(Records from a data collection)

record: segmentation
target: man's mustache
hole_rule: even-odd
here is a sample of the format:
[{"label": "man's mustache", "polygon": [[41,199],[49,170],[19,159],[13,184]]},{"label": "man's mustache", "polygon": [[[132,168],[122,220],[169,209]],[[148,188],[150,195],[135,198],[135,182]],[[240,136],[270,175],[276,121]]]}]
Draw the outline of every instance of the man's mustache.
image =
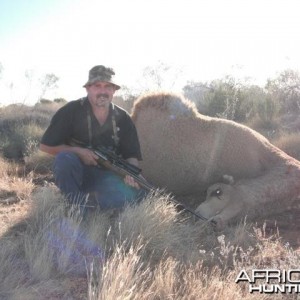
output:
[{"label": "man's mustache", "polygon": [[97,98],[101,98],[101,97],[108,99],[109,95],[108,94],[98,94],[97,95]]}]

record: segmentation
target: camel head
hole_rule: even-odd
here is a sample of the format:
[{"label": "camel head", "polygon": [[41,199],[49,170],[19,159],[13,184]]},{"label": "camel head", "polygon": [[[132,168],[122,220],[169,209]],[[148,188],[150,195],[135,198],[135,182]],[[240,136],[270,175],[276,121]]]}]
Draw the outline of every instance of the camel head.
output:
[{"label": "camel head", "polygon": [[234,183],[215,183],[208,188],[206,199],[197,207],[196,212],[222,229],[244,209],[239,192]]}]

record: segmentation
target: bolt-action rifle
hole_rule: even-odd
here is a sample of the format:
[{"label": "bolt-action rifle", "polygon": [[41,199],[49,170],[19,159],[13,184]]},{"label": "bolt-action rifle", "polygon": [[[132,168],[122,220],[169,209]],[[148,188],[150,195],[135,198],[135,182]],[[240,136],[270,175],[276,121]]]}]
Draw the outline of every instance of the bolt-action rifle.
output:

---

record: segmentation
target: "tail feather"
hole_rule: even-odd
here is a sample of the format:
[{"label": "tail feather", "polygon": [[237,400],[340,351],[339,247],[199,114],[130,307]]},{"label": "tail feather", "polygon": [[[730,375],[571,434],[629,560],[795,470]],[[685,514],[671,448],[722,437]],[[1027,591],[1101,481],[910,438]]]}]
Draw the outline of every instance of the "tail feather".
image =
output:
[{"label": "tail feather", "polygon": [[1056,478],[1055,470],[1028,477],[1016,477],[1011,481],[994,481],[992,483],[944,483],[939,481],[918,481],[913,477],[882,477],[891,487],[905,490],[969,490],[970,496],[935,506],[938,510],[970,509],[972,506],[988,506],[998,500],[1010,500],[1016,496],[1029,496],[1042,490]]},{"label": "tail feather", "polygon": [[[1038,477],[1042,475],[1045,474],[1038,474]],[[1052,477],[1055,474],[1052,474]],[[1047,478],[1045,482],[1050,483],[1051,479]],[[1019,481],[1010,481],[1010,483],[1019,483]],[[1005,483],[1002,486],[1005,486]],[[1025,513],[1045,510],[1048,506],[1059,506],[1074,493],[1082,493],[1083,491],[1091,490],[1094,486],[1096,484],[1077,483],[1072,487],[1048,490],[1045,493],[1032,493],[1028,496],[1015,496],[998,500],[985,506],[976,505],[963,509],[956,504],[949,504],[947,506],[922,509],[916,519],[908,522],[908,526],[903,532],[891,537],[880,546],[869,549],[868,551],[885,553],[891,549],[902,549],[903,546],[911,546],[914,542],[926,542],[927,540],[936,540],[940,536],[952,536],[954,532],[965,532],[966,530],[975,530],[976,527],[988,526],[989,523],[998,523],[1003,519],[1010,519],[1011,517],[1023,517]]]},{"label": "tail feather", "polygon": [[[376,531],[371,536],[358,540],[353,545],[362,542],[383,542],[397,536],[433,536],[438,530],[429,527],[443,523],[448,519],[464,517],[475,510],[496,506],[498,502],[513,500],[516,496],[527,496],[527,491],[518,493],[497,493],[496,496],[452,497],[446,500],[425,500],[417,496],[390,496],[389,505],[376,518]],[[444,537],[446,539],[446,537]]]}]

__What to work on__:
Count the lines of the rows above that contain the string "bolt", matching case exactly, and give only the number.

__Response to this exercise__:
3